What to do >> Filter the entries and keep only the lines where the string "tile" appears.

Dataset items
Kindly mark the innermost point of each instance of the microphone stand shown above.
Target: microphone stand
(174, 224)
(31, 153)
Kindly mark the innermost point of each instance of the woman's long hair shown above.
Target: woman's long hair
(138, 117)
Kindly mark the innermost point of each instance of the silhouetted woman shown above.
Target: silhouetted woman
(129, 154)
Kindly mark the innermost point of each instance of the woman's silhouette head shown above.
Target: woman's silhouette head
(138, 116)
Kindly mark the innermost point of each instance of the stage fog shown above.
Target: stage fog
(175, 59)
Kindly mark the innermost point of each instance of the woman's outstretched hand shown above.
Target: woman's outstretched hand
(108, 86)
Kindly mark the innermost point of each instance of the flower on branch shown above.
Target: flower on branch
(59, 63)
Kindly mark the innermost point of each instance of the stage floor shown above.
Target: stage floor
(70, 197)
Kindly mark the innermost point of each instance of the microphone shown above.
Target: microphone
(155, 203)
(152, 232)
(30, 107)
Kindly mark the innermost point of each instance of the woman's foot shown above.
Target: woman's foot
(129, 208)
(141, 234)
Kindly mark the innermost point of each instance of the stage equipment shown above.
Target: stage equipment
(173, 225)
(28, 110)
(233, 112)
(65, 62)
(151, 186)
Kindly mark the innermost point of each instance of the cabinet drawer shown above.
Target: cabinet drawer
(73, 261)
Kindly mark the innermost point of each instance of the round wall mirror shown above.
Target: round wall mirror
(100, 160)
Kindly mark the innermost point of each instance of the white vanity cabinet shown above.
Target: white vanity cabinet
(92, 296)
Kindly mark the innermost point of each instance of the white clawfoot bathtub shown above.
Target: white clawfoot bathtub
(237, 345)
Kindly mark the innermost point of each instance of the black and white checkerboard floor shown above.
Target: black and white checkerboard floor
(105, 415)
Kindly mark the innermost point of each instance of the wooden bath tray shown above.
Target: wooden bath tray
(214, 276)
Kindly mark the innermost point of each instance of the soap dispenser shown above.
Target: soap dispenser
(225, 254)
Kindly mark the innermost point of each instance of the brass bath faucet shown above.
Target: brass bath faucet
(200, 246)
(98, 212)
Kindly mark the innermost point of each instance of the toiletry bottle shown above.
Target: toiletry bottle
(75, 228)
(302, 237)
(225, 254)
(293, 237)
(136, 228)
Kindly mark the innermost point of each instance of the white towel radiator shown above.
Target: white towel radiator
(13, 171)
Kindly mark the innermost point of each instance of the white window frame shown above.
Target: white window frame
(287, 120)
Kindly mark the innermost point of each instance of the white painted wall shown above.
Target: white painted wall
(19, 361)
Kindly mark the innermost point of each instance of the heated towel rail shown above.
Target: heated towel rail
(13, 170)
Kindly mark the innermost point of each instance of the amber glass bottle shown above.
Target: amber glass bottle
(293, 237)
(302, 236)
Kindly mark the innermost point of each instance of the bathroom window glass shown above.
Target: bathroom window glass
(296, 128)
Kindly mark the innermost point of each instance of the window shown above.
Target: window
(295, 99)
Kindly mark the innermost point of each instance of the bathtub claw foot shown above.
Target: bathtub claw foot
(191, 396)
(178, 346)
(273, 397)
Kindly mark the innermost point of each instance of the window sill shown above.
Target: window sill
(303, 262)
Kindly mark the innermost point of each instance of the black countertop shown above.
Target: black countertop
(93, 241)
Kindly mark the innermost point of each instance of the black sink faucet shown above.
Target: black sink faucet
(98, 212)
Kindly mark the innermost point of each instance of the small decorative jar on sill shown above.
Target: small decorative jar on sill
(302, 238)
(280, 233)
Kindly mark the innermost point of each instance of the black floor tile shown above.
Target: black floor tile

Exercise answer >>
Kindly mark the innermost point of each instance of the black floor tile shown above.
Target: black floor tile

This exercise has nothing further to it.